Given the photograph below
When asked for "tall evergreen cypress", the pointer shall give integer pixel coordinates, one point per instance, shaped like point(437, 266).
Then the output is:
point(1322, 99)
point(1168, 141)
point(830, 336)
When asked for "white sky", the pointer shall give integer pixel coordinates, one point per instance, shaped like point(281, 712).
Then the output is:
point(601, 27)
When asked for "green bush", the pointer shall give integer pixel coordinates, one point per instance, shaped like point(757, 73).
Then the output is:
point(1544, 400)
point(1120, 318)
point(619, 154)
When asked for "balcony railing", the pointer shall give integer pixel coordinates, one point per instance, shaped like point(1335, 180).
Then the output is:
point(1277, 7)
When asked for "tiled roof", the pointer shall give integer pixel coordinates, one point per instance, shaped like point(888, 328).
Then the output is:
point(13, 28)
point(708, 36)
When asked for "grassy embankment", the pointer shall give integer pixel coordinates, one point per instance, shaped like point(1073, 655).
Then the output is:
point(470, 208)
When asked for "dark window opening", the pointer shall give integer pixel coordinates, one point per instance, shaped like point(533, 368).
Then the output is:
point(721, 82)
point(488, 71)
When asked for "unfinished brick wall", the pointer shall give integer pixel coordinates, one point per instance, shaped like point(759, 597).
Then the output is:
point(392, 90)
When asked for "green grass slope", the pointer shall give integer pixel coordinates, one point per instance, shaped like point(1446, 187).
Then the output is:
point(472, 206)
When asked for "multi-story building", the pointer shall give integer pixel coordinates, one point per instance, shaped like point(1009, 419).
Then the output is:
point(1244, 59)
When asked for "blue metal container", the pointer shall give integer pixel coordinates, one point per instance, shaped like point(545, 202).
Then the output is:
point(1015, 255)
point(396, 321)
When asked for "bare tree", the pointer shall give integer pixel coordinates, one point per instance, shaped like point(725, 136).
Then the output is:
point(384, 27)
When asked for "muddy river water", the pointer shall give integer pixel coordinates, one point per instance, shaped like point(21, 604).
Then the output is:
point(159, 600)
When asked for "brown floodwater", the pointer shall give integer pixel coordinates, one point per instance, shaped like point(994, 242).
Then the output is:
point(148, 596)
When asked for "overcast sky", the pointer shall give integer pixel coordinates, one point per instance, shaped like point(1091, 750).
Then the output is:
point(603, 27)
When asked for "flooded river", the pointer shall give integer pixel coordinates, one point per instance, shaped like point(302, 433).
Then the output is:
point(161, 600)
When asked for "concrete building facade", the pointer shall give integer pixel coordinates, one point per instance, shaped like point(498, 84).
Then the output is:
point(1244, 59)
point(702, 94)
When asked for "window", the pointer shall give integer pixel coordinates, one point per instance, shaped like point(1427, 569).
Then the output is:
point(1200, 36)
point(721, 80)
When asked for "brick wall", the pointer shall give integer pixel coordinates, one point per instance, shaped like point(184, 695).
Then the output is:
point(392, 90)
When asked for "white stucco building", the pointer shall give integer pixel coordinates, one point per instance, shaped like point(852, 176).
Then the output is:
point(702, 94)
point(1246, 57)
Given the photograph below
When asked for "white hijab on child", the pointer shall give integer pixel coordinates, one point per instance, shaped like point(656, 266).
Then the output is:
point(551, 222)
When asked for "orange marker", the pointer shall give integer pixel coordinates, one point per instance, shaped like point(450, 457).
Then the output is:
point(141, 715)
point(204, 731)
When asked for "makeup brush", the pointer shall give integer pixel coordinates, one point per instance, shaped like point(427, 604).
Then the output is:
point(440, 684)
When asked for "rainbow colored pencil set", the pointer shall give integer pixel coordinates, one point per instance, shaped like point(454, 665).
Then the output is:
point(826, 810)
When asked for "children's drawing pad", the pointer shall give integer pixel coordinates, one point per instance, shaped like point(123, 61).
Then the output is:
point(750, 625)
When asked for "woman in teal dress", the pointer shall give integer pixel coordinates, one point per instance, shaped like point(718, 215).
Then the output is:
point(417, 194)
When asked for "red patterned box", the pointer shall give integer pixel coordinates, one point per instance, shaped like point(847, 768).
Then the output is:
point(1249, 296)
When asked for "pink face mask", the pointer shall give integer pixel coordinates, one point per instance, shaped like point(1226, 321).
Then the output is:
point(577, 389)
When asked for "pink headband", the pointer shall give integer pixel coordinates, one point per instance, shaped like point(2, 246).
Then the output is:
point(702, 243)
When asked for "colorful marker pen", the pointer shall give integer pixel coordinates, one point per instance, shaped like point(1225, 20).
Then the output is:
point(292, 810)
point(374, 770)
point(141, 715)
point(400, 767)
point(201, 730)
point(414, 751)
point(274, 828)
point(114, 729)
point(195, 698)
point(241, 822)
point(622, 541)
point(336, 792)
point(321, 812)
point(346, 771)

+-------+

▸ **INSTRUCTIONS TO FOLLOW**
Output all of the data above as a numbered list, one line per item, leaving out blank lines.

▸ **TASK OUTPUT**
1. Given the photograph below
2. When asked for "tall evergreen cypress", the pointer shall give integer pixel coordinates, one point per instance, shaped like point(437, 266).
3. Then the output is:
4. point(1322, 99)
5. point(1168, 141)
6. point(830, 336)
7. When asked for "white sky", the pointer shall give integer pixel coordinates, one point per instance, shaped like point(281, 712).
8. Then the output is:
9. point(601, 27)
10. When asked for "green bush", the pointer shall give integer pixel coordinates, one point per instance, shaped like point(757, 73).
11. Then the output is:
12. point(1544, 400)
13. point(1120, 318)
14. point(619, 154)
15. When asked for "balcony railing", the pointer shall give integer pixel coordinates, one point per instance, shaped like point(1335, 180).
16. Then the output is:
17. point(1277, 7)
18. When asked for "tiled roof", the pointer shall give integer pixel coordinates, one point per instance, shaped like point(888, 328).
19. Then the output is:
20. point(13, 28)
21. point(708, 36)
22. When asked for "grassy embankment", the pointer shall give integer pixel coordinates, one point per instance, shaped like point(1073, 655).
23. Then the output is:
24. point(470, 208)
25. When asked for "dark window opening", the pointer shall give integer pixel coordinates, one point per instance, shaped like point(533, 368).
26. Then the output is:
27. point(721, 82)
28. point(488, 71)
29. When asked for "unfinished brick wall", the pointer shall give integer pixel coordinates, one point per instance, shaped like point(759, 597).
30. Then the output is:
31. point(392, 90)
32. When asked for "green grass slope", the pointer shall give integer pixel coordinates, one point per instance, shaped like point(1446, 187).
33. Then the output is:
34. point(472, 206)
35. When asked for "multi-story building", the pointer shall give integer pixel coordinates, one point per instance, shaped like point(1009, 419).
36. Then the output is:
37. point(1244, 59)
38. When asked for "blue metal container", the pointer shall give integer pixel coordinates, one point per instance, shaped like point(545, 202).
39. Then the output is:
40. point(1015, 255)
41. point(396, 321)
42. When asked for "bare tree", the pointer shall give integer pixel coordinates, one point per instance, shaped like point(725, 136).
43. Then the output is:
44. point(384, 27)
45. When asked for "muddy river water", the pointer shall give integer pixel coordinates, one point per instance, shaped like point(21, 604).
46. Then the output is:
47. point(159, 600)
48. When asked for "brown floodwater", the pointer shall give integer pixel coordinates, one point per instance, shaped like point(994, 242).
49. Then the output is:
50. point(148, 596)
51. When asked for "overcast sky", the pointer shall give integer pixel coordinates, one point per instance, shaped like point(1091, 750).
52. Then the output is:
53. point(603, 27)
54. When asked for "flooded river", the pointer shall give integer pixel coordinates, one point per instance, shaped like point(302, 433).
55. Then the output is:
56. point(161, 600)
57. When asked for "concrete building facade", the pointer shall give integer pixel coordinates, one point per instance, shaped like point(498, 84).
58. Then the output is:
59. point(1244, 59)
60. point(702, 94)
61. When asked for "window", the pointer shall give integer pixel coordinates, one point per instance, shaped like point(1427, 569).
62. Then the output is:
63. point(1200, 36)
64. point(721, 80)
65. When asked for "brick wall", the pointer shall give integer pixel coordinates, one point per instance, shaped like point(184, 695).
66. Then the output is:
67. point(392, 90)
68. When asked for "white stucco building", the pointer shall give integer pixel coordinates, one point per instance, shaped like point(852, 176).
69. Then the output is:
70. point(702, 94)
71. point(1246, 57)
72. Given the photograph below
73. When asked for "white hijab on child", the pointer shall give integer pixel coordinates, one point per instance, shaped like point(656, 266).
74. Then the output is:
75. point(551, 222)
76. When asked for "orange marker", the pointer shall give integer pixel coordinates, one point per instance, shaped like point(450, 457).
77. Then the output is:
78. point(141, 715)
79. point(204, 731)
80. When asked for "makeup brush", the pointer shall give integer pixel coordinates, one point per instance, shaped like point(427, 604).
81. Then the output is:
82. point(440, 684)
83. When asked for "rainbow colored pencil set", the pointer shall give integer pixel coordinates, one point per instance, shaped like point(454, 665).
84. Then the output is:
85. point(826, 810)
86. When asked for "children's drawing pad", the pointer shall give integer pixel coordinates, one point per instance, shaped like point(123, 61).
87. Then the output is:
88. point(750, 625)
89. When asked for "woman in teal dress", the pointer shall give integer pixel coordinates, one point per instance, shaped like point(718, 215).
90. Then the output is:
91. point(417, 194)
92. When asked for "red patterned box", the pointer shall give integer pixel coordinates, one point per instance, shaped like point(847, 768).
93. Then the output is:
94. point(1249, 296)
95. When asked for "pink face mask", the pointer shall give integer pixel coordinates, one point per instance, shaped like point(1226, 321).
96. Then the output is:
97. point(577, 389)
98. When asked for "pink headband", the pointer shall give integer pixel coordinates, one point per instance, shaped like point(2, 246).
99. Then the output is:
100. point(702, 243)
101. When asked for "colorful marker pen", the pointer shall give integer pixel coordinates, one point per instance, shaped like point(1225, 20).
102. Then the output is:
103. point(292, 810)
104. point(374, 770)
105. point(141, 715)
106. point(400, 767)
107. point(201, 730)
108. point(414, 751)
109. point(274, 828)
110. point(114, 729)
111. point(195, 698)
112. point(241, 822)
113. point(622, 541)
114. point(336, 792)
115. point(321, 812)
116. point(346, 771)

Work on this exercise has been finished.